# [EXERCISE]
Reproduce every one of the records below word for word, leaving out the pictures.

# [DATA ROWS]
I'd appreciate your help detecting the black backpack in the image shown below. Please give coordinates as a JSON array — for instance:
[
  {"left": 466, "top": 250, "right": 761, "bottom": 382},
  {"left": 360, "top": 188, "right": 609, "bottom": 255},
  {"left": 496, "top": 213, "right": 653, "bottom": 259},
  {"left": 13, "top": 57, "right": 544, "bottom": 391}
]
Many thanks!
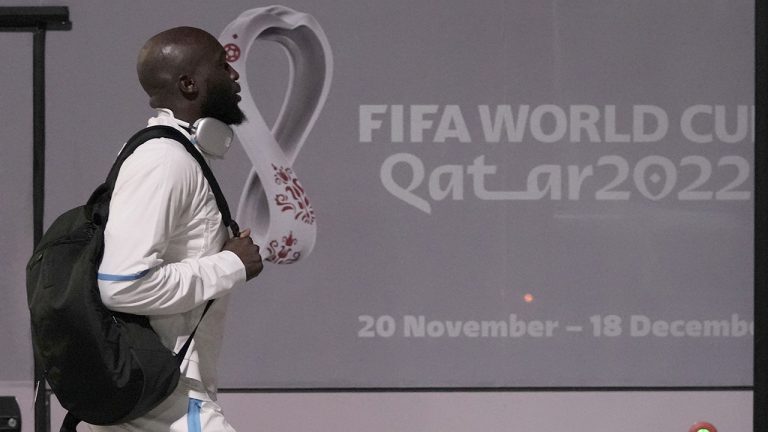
[{"left": 27, "top": 126, "right": 238, "bottom": 431}]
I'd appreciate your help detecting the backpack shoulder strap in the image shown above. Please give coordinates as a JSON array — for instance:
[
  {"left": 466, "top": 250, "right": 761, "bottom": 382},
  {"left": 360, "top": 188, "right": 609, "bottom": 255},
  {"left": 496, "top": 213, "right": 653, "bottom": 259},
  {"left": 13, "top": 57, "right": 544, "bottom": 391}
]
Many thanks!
[{"left": 89, "top": 125, "right": 240, "bottom": 237}]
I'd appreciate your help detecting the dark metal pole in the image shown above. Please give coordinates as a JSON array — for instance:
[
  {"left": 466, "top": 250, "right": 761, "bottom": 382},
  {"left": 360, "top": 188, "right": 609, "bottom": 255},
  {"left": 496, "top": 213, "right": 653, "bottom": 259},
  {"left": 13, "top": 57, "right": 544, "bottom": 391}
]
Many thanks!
[
  {"left": 753, "top": 0, "right": 768, "bottom": 431},
  {"left": 0, "top": 6, "right": 72, "bottom": 432},
  {"left": 32, "top": 25, "right": 51, "bottom": 432}
]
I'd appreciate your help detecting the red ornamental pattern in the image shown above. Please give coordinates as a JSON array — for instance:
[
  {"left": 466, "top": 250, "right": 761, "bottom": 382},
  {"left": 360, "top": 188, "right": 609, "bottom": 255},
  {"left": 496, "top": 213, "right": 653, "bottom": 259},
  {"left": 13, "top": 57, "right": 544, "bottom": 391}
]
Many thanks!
[
  {"left": 272, "top": 164, "right": 315, "bottom": 225},
  {"left": 224, "top": 43, "right": 240, "bottom": 63},
  {"left": 266, "top": 231, "right": 301, "bottom": 264}
]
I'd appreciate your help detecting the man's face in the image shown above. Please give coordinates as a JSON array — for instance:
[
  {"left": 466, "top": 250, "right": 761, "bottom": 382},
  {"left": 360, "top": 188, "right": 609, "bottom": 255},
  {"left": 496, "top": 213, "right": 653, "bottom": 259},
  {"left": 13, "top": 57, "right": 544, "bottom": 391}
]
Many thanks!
[{"left": 200, "top": 45, "right": 245, "bottom": 125}]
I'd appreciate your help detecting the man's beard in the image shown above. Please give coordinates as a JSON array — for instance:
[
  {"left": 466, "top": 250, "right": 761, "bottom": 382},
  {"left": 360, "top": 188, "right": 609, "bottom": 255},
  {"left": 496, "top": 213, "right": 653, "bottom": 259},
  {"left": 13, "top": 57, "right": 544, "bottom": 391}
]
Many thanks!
[{"left": 200, "top": 82, "right": 245, "bottom": 125}]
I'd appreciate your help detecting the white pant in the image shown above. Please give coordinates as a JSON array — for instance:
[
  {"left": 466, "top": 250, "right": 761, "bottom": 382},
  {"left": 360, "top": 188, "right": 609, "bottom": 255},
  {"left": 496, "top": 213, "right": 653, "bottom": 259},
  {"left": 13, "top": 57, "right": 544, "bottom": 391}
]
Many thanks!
[{"left": 88, "top": 380, "right": 236, "bottom": 432}]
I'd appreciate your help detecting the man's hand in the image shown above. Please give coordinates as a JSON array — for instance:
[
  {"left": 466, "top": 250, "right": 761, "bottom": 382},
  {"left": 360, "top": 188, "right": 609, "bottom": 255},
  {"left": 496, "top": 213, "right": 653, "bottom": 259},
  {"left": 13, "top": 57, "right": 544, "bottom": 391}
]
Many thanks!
[{"left": 221, "top": 228, "right": 264, "bottom": 280}]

# [WRITTEN RESPONSE]
I'd appreciate your help detecting the black backpack in the image shown below. Please give coordinates as a JSON array — for instance:
[
  {"left": 466, "top": 250, "right": 761, "bottom": 382},
  {"left": 360, "top": 188, "right": 609, "bottom": 255},
  {"left": 496, "top": 213, "right": 653, "bottom": 259},
  {"left": 13, "top": 57, "right": 544, "bottom": 391}
]
Many thanks!
[{"left": 27, "top": 126, "right": 238, "bottom": 431}]
I'd appreciate your help detecting the backpack shoulder strap in the image shown above. Please give coordinates as a JSON array — for instance:
[
  {"left": 466, "top": 250, "right": 761, "bottom": 382},
  {"left": 360, "top": 188, "right": 609, "bottom": 255},
  {"left": 496, "top": 213, "right": 653, "bottom": 259},
  {"left": 13, "top": 57, "right": 544, "bottom": 391}
]
Many thanks!
[{"left": 89, "top": 125, "right": 240, "bottom": 237}]
I'd appreciate your help detecting the dark metal pole in the image shown above. Please give coordinates as a JSON array — for instance:
[
  {"left": 466, "top": 250, "right": 761, "bottom": 382},
  {"left": 360, "top": 188, "right": 609, "bottom": 255},
  {"left": 496, "top": 213, "right": 653, "bottom": 259},
  {"left": 13, "top": 57, "right": 544, "bottom": 391}
]
Many thanks!
[
  {"left": 753, "top": 0, "right": 768, "bottom": 431},
  {"left": 0, "top": 6, "right": 72, "bottom": 432},
  {"left": 32, "top": 25, "right": 51, "bottom": 432}
]
I'd appreciate your help detecting the red ornamental pattern in the image shown above. Please give coordinates as a JSON array — for instance:
[
  {"left": 466, "top": 250, "right": 761, "bottom": 382},
  {"left": 360, "top": 188, "right": 609, "bottom": 255},
  {"left": 496, "top": 213, "right": 653, "bottom": 259},
  {"left": 13, "top": 57, "right": 544, "bottom": 391}
]
Many thanks!
[
  {"left": 272, "top": 164, "right": 315, "bottom": 225},
  {"left": 224, "top": 43, "right": 240, "bottom": 63},
  {"left": 266, "top": 231, "right": 301, "bottom": 264}
]
I'd appreciate your help detecting the man's face in the image shown above. Please give coordinates as a JSON array — for instance:
[
  {"left": 466, "top": 250, "right": 761, "bottom": 382},
  {"left": 360, "top": 188, "right": 609, "bottom": 255},
  {"left": 496, "top": 213, "right": 653, "bottom": 259},
  {"left": 13, "top": 57, "right": 544, "bottom": 391}
]
Many thanks!
[{"left": 200, "top": 45, "right": 245, "bottom": 125}]
I'd appreciate your help detecting the man's beard in the image shown above. Please give coordinates as a JSON array — for instance:
[
  {"left": 466, "top": 250, "right": 761, "bottom": 382},
  {"left": 360, "top": 188, "right": 609, "bottom": 255},
  {"left": 496, "top": 213, "right": 653, "bottom": 259},
  {"left": 13, "top": 57, "right": 544, "bottom": 391}
]
Many thanks!
[{"left": 200, "top": 82, "right": 245, "bottom": 125}]
I'd appreciate your help detecting the white pant in the image shown above. Please give coordinates as a JSON array — for instance:
[
  {"left": 466, "top": 250, "right": 761, "bottom": 382},
  {"left": 360, "top": 188, "right": 609, "bottom": 255},
  {"left": 496, "top": 213, "right": 653, "bottom": 259},
  {"left": 13, "top": 57, "right": 544, "bottom": 391}
]
Many thanks!
[{"left": 88, "top": 380, "right": 236, "bottom": 432}]
I'd appreciate your help detecting the man's hand in the image shown above. Please give coordinates as a JSON array — for instance:
[
  {"left": 466, "top": 250, "right": 761, "bottom": 382},
  {"left": 360, "top": 188, "right": 609, "bottom": 255},
  {"left": 496, "top": 213, "right": 653, "bottom": 259},
  {"left": 13, "top": 57, "right": 544, "bottom": 391}
]
Many thanks!
[{"left": 221, "top": 228, "right": 264, "bottom": 280}]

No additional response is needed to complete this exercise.